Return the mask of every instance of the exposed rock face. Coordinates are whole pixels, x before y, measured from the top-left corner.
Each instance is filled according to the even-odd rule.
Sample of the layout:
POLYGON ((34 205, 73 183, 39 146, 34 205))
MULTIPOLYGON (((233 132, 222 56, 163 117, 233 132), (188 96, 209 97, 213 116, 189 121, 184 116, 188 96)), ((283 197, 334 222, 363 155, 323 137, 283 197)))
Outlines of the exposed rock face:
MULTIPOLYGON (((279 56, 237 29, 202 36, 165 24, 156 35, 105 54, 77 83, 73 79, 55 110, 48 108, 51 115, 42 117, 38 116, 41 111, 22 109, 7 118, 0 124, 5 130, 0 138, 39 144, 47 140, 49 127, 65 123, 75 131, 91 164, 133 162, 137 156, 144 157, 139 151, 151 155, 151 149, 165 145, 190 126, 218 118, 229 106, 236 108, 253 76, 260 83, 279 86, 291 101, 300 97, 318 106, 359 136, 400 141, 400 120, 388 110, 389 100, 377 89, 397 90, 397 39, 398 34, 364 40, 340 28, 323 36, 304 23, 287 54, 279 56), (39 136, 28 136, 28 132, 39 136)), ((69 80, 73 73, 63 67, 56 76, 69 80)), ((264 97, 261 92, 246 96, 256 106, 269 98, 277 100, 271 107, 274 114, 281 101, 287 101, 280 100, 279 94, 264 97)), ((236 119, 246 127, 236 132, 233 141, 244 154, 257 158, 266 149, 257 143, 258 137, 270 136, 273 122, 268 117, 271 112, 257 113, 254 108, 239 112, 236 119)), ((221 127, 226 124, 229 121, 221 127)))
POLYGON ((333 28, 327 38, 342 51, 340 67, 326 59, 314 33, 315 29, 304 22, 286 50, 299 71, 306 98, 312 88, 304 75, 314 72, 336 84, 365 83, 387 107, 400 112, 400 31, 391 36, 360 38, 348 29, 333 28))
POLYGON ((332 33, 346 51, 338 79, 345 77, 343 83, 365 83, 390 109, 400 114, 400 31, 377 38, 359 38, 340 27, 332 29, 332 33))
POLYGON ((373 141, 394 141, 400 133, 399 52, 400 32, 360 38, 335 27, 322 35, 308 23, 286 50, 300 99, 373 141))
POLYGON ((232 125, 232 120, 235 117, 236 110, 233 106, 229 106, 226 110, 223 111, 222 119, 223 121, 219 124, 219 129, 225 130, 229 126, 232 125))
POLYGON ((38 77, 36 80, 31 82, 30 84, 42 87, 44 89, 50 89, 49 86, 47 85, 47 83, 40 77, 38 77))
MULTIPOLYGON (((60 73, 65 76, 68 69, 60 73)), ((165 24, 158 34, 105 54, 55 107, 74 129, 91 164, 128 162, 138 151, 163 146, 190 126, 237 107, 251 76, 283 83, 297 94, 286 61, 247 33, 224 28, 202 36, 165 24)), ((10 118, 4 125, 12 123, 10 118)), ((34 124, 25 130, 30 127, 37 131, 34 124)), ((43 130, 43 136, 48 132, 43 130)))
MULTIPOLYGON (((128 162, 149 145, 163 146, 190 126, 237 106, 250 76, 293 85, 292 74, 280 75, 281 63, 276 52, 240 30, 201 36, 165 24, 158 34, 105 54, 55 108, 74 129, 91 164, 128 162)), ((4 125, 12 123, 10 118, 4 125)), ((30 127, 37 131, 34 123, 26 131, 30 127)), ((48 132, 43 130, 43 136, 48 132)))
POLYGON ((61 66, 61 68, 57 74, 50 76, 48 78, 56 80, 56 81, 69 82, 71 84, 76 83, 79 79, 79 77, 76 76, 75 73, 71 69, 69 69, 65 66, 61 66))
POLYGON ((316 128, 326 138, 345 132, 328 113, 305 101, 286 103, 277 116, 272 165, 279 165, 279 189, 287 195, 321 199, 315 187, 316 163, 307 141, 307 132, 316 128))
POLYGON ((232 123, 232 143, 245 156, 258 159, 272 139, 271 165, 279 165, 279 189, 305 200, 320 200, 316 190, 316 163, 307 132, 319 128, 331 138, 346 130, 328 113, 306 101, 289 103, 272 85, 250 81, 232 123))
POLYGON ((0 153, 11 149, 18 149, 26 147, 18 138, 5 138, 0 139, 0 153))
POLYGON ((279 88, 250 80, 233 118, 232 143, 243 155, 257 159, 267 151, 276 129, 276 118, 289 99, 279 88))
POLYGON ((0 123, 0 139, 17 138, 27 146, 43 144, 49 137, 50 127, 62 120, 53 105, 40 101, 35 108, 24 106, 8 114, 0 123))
====
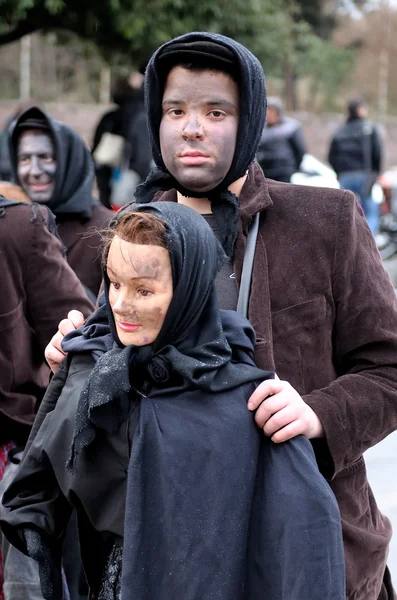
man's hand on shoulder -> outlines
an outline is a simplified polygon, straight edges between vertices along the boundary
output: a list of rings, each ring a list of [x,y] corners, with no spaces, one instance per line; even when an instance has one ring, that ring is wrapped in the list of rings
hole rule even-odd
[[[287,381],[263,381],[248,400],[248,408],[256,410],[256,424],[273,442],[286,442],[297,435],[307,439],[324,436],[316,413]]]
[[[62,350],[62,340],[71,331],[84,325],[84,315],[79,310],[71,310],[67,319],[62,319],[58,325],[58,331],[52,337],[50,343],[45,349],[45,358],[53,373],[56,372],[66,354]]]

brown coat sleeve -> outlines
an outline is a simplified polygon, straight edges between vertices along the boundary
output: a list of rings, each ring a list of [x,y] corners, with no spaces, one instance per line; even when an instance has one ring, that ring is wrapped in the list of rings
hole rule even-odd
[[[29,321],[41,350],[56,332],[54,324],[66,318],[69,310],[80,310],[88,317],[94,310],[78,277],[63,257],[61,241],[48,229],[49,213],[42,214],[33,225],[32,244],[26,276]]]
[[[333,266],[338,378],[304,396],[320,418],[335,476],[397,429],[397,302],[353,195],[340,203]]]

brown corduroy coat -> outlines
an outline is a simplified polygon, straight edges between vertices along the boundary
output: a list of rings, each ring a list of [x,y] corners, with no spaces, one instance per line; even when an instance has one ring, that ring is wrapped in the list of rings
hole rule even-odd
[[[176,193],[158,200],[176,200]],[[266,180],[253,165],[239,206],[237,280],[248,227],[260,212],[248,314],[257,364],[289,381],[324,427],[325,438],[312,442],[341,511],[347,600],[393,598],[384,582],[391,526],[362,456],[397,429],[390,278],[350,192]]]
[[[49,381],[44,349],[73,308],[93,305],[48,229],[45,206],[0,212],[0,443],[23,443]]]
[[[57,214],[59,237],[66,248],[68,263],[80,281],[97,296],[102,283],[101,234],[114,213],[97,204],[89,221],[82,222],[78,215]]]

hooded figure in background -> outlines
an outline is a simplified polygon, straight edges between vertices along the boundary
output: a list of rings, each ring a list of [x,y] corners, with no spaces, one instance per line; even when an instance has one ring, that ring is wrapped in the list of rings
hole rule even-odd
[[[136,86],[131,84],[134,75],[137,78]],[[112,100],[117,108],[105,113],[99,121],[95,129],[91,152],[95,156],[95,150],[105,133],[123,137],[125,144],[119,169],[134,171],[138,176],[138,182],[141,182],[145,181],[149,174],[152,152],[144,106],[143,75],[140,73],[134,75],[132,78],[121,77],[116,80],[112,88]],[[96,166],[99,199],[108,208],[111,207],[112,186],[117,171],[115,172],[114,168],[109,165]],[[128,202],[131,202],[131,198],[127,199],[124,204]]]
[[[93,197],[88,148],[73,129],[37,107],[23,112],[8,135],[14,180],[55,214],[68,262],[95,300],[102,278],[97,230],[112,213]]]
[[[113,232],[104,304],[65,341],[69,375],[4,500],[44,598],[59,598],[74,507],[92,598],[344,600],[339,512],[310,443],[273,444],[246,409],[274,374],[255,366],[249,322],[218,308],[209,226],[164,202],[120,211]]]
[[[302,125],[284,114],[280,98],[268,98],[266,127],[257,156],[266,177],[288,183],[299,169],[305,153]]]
====
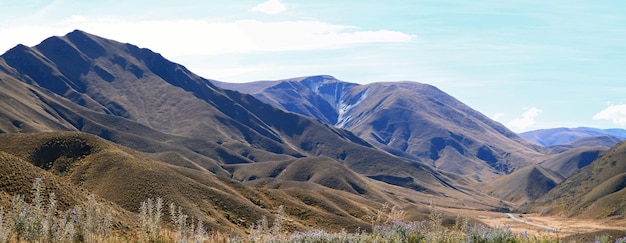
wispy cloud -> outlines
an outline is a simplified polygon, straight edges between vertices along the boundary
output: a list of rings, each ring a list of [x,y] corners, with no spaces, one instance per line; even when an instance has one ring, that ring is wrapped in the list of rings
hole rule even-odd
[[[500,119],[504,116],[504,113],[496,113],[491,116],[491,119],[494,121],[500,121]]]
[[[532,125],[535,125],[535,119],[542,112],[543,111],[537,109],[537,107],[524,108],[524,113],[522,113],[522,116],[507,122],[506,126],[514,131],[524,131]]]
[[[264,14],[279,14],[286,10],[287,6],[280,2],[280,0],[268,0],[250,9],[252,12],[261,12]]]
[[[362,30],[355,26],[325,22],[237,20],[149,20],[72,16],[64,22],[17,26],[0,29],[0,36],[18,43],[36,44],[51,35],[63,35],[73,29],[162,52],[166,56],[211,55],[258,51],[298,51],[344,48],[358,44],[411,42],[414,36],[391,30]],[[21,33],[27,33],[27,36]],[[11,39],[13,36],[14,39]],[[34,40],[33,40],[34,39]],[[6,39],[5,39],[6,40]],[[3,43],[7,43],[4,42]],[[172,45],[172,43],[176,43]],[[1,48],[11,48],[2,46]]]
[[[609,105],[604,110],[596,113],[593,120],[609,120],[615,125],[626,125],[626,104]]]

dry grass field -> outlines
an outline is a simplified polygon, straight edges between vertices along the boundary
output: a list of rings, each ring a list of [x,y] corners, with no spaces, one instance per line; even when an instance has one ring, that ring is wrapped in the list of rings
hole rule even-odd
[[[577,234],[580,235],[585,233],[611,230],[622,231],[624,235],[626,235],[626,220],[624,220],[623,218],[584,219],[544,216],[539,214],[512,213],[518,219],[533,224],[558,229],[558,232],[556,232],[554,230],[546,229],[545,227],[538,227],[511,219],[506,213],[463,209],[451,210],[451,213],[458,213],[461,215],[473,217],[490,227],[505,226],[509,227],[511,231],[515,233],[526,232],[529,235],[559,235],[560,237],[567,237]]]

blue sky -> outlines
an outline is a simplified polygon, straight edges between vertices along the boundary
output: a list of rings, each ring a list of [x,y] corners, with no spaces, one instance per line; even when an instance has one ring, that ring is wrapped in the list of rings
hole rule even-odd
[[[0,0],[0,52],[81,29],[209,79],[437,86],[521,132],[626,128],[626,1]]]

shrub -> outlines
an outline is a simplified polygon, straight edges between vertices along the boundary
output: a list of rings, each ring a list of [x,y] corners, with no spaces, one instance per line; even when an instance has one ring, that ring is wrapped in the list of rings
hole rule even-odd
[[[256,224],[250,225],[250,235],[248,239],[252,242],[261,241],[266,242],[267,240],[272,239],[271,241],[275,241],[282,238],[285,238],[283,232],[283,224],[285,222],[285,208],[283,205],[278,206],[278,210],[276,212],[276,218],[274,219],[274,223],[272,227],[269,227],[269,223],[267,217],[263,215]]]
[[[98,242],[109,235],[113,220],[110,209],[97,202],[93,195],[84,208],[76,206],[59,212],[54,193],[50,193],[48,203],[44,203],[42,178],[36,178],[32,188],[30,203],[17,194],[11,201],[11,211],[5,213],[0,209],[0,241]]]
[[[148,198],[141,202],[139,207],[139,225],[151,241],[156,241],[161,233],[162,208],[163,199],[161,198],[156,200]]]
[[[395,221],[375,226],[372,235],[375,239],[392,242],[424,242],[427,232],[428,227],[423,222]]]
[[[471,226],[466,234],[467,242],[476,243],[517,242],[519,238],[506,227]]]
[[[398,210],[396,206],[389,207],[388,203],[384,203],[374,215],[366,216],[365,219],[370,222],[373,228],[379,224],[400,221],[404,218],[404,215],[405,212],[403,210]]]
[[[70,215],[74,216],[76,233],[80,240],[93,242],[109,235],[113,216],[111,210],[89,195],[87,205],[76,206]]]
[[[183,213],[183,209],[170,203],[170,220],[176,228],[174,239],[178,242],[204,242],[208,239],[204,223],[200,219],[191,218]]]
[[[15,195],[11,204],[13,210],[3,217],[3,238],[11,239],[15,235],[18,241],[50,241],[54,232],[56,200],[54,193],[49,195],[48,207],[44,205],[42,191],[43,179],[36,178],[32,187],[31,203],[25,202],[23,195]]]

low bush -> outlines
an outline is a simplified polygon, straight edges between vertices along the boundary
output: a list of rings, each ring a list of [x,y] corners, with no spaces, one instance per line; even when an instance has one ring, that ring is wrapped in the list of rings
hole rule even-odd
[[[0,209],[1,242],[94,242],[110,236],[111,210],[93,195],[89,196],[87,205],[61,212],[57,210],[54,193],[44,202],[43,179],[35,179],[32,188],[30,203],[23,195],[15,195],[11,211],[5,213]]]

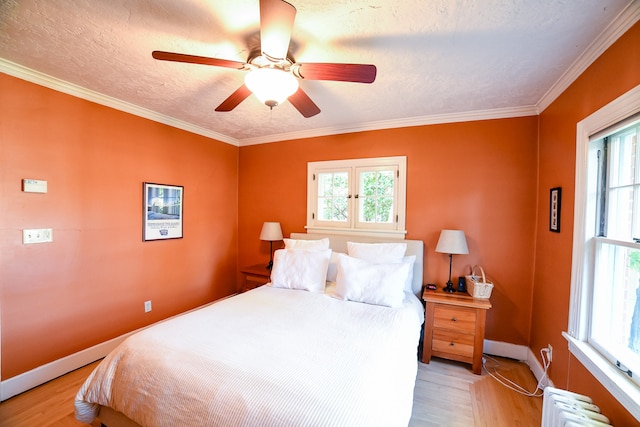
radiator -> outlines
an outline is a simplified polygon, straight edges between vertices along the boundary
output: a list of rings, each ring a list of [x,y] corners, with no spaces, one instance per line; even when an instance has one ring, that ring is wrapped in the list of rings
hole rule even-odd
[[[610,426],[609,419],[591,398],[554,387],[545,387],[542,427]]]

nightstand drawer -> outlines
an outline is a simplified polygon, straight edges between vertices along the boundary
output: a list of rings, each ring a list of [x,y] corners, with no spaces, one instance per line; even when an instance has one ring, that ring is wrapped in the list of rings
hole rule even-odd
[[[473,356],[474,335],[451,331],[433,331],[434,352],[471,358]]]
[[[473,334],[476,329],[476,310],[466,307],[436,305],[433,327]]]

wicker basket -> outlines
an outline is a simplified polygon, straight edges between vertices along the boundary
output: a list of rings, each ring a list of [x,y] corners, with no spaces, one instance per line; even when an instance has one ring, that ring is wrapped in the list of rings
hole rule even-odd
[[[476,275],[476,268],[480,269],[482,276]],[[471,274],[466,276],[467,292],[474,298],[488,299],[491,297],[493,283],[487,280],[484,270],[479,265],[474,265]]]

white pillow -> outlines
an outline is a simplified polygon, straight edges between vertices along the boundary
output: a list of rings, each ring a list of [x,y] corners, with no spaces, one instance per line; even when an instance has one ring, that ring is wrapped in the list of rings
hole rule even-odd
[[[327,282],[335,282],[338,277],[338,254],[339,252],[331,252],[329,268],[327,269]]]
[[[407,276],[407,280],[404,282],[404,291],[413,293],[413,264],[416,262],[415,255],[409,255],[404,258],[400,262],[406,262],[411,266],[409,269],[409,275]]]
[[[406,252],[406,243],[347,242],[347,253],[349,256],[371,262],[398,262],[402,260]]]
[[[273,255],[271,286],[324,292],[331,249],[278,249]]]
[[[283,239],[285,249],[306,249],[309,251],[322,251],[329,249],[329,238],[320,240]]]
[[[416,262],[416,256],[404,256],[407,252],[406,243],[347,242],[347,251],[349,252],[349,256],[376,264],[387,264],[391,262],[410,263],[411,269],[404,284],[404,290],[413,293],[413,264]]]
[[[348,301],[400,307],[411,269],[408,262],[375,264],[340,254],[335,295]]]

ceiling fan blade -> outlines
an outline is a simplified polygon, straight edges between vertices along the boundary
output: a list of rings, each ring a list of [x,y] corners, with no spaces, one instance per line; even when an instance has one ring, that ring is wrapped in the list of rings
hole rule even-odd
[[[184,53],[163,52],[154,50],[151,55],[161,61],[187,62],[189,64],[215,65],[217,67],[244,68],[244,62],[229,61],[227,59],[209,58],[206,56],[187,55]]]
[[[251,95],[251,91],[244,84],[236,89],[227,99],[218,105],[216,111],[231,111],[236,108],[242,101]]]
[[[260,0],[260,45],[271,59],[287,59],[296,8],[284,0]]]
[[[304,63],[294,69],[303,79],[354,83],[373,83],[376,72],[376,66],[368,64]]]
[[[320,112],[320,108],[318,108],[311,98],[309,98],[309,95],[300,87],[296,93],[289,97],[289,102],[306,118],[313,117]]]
====
When you reach the line holding "Each instance is" in the records above, begin reproducing exactly, stop after the line holding "MULTIPOLYGON (((233 132, 222", and output nothing else.

» **Written answer**
Each instance is filled according to the even-odd rule.
Sample of the layout:
POLYGON ((34 205, 73 183, 39 146, 34 205))
MULTIPOLYGON (((233 132, 222 56, 163 117, 233 132), (188 96, 209 97, 213 116, 189 121, 184 116, 188 96)), ((283 197, 334 222, 363 155, 323 137, 283 197)))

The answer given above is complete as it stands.